Electrochemical sensor based on rGO/Au nanoparticles for monitoring H2O2 released by human macrophages
- Authors: Patella B.; Buscetta M.; Di Vincenzo S.; Ferraro M.; Aiello G.; Sunseri C.; Pace E.; Inguanta R.; Cipollina C.
- Publication year: 2021
- Type: Articolo in rivista
- Key words: Hydrogen peroxide
- OA Link: http://hdl.handle.net/10447/435787
Abstract
Increased oxidative burden contributes to the pathogenesis of most inflammatory diseases and is associated with aging and chronic inflammation. Macrophages contribute to the generation of reactive oxygen species (ROS) within inflamed tissues. Currently, ROS generation is measured using fluorescent probes and colorimetric/fluorimetric biochemical assays. Hydrogen peroxide (H2O2) diffuses through the cell membrane and can be monitored in the extracellular space. Herein, we present a sensor for H2O2 detection released by cells in culture supernatants. H2O2 sensing performance was evaluated using chronoamperometric detection. A sensitivity of 0.0641 μA μM−1 cm−2 with a limit of detection of 6.55 μM and excellent selectivity against many interferents was found. H2O2 release was also measured in conditioned medium from human THP-1 macrophages exposed to pro-oxidant and anti-oxidant treatments. The results were compared with those obtained by flow cytometry using the same cells stained with carboxy-H2DCFDA and MitoSOX Red, which detect intracellular ROS and mitochondrial superoxide, respectively. The addition of pro-oxidants lipopolysaccharide (LPS) and nigericin resulted in a significant increase in the cathodic current due to the H2O2 reduction, indicating an increased release of H2O2. The addition of 17-oxo-DHA, which inhibits LPS- and nigericin-dependent responses, decreased the LPS- and nigericin-induced release of H2O2. All the results obtained with the sensor were consistent with those obtained using flow cytometry. The operation of the sensor directly in the cell culture growth medium had no impact on cell viability. The sensor is highly sensitive, fast, and cost effective, and it can potentially be used for real time monitoring of oxidative stress.

[Dataset entries]

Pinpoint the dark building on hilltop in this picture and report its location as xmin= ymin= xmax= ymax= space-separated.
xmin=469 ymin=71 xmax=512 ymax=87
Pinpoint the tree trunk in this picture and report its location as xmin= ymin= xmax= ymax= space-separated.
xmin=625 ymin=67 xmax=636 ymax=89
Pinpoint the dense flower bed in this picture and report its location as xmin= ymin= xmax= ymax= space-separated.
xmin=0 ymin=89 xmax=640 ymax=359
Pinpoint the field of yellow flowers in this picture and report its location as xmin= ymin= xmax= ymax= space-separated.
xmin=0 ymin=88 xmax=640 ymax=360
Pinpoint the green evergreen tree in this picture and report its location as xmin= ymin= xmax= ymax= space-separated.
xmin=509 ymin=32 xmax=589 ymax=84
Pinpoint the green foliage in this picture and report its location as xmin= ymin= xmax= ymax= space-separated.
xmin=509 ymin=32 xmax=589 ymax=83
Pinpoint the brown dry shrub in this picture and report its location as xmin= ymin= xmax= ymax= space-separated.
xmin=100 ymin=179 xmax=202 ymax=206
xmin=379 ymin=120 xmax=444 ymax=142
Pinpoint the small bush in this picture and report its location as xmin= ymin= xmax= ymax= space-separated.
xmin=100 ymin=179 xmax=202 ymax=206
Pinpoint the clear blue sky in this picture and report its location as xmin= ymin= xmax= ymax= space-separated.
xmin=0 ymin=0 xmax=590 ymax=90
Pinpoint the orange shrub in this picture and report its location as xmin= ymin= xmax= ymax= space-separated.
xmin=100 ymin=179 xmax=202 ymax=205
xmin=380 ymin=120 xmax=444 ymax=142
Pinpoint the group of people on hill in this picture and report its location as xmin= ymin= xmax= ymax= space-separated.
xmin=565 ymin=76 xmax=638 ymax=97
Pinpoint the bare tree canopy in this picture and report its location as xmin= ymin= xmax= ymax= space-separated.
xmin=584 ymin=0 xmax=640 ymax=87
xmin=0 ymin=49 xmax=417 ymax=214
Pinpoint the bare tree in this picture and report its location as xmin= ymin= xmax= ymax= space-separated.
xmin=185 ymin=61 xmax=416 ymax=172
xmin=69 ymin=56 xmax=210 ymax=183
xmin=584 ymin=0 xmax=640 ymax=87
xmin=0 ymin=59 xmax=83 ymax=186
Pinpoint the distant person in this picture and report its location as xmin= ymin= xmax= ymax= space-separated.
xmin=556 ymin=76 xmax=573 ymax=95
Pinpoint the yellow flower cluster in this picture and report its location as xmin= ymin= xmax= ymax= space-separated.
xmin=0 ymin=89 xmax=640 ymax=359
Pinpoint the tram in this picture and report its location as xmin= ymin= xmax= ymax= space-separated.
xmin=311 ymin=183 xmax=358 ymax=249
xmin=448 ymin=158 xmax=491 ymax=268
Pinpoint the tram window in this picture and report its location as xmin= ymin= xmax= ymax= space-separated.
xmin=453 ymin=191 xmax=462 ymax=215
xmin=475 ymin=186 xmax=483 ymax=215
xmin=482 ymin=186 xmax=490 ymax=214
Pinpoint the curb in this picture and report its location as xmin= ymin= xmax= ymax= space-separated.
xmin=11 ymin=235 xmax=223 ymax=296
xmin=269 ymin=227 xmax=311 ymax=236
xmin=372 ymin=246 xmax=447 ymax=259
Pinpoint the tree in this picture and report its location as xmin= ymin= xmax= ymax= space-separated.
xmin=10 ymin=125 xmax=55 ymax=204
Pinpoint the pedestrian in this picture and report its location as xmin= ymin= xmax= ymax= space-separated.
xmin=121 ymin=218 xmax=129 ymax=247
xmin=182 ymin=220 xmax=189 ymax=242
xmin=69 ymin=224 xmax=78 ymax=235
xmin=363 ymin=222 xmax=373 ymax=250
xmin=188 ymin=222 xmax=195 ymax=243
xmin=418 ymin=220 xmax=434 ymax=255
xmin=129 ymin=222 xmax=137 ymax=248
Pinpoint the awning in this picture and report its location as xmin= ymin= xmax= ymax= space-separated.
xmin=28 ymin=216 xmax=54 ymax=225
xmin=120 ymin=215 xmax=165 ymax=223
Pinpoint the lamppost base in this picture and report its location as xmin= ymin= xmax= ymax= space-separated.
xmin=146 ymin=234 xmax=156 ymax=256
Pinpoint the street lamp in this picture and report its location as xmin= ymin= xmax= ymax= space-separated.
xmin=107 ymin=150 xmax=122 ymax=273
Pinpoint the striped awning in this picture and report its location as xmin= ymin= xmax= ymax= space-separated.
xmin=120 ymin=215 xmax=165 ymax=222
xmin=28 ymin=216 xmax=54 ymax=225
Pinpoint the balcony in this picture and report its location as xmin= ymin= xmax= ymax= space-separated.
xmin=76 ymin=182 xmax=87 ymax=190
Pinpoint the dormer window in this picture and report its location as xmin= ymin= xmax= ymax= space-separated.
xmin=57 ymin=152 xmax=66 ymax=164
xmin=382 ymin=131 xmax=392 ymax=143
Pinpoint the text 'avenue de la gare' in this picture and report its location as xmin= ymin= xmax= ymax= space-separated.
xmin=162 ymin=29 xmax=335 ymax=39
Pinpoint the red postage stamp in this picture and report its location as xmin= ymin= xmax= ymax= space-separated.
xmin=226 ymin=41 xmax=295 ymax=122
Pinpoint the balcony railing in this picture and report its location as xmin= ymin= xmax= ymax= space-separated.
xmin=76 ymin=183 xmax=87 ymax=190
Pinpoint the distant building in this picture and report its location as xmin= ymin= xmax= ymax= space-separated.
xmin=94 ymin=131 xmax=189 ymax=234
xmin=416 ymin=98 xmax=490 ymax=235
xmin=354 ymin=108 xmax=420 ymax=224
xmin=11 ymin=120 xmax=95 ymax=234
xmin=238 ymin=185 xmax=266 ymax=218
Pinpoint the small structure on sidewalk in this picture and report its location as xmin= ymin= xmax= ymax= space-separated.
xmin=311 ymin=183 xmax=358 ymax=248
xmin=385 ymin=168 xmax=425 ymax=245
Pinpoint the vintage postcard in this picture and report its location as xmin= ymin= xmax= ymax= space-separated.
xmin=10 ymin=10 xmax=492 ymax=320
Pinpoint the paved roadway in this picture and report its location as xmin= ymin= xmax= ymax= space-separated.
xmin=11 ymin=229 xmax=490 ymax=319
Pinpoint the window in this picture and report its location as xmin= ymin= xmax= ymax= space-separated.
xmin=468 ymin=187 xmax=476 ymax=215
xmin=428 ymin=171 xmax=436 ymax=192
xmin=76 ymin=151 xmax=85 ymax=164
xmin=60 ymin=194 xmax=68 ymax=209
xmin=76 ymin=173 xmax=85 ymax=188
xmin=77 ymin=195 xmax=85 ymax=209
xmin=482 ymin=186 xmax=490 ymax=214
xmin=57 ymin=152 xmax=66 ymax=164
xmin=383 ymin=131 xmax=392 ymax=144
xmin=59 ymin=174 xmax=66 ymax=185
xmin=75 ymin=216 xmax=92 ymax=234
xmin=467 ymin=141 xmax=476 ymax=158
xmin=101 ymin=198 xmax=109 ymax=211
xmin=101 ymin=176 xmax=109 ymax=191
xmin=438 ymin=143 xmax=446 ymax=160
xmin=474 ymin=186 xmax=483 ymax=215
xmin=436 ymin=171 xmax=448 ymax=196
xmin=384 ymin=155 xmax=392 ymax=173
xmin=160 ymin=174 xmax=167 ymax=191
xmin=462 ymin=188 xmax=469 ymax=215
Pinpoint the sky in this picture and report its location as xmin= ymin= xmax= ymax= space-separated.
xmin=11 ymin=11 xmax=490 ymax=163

YOUR TASKS:
a. Answer these questions from the H2O2 sensor abstract:
(i) What limit of detection was found for the sensor?
(ii) Which two stains were used on the cells for flow cytometry?
(iii) In what year was the work published?
b. Decide whether each statement agrees with the H2O2 sensor abstract. Answer yes or no and quote the words that decide it.
(i) The sensor's H2O2 sensing performance was evaluated with chronoamperometric detection.
(ii) Running the sensor directly in the cell culture growth medium lowered cell viability.
(iii) Adding 17-oxo-DHA increased the LPS- and nigericin-induced release of H2O2.
c. Summarize the H2O2 sensor abstract in two sentences.

COMPLETED EXERCISE:
a.
(i) 6.55 μM
(ii) Carboxy-H2DCFDA and MitoSOX Red
(iii) 2021

b.
(i) Yes: "H2O2 sensing performance was evaluated using chronoamperometric detection."
(ii) No: "The operation of the sensor directly in the cell culture growth medium had no impact on cell viability."
(iii) No: "decreased the LPS- and nigericin-induced release of H2O2."

c. The authors present a sensor that detects H2O2 released by cells into culture supernatants, with a sensitivity of 0.0641 μA μM−1 cm−2, a limit of detection of 6.55 μM, and excellent selectivity against many interferents. Tested on human THP-1 macrophages given pro-oxidant and anti-oxidant treatments, it gave results consistent with flow cytometry without affecting cell viability, and it could potentially be used for real time monitoring of oxidative stress.